● Consegna A: Puoi riscrivere i record sostituendo "vase" con "jar" e lasciando tutto il resto invariato? Ometti le immagini nella risposta.

● Brano estratto:
Qui dapibus mensas onerent, Recar dapi alle mense, Ognun vede che in luogo di dapi, salvo il verso, potea metter cibi: ma dape (voce bennata e sonora, una delle mal poste quasi fuor d'uso) mi suona cibi scelti ; onde in Roma i Dapiferi del Conclave. v. 725.

Fit strepitus tectis, Strepe il palagio,

Dal veder che uso strepe dall'antico strepere, non vorrei che alcuno pensasse, che oserei valermi del pari d'altre voci di questo verbo. Va oltre il Parini. Nel celebre suo Mattino graziosamente adopra il gerundio labendo, benchè non abbia neppure infinito. v. 740.

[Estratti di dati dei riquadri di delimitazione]
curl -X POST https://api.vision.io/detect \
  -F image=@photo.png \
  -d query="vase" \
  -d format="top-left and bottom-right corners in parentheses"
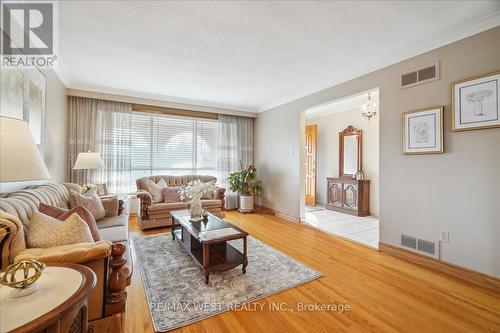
top-left (189, 195), bottom-right (203, 221)
top-left (238, 194), bottom-right (254, 213)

● Consegna B: Puoi proseguire il commento sulla traduzione dei versi latini, ripartendo dopo l'ultima frase riportata?

● Risultato dell'esercizio A:
curl -X POST https://api.vision.io/detect \
  -F image=@photo.png \
  -d query="jar" \
  -d format="top-left and bottom-right corners in parentheses"
top-left (189, 195), bottom-right (203, 221)
top-left (238, 194), bottom-right (254, 213)

● Risultato dell'esercizio B:
Post ali proceres. Gli altri Grandi il seguir'. Cioè tracannaron gran tazze, come avea fatto Pizia di quella, cho la Regina gli porse increpitans, dopo averla libata sopra la mensa, e appena saggiata. Or questo proceres dall' Alfieri s'interpreta proci. Convien dire che a que' tempi le illustri vedove (o quasi vedove qual era Penelope ), benchè avverse dal legarsi a nuovo marito, usasser dar tavola a' proci, illustri anch'essi nella debita proporzione, e perciò qui magnati. Da qui s'intenderebbe meglio e la imperiosa confidenza di Didone e la costoro servile docilità.

AL LIBRO II.

v. 53.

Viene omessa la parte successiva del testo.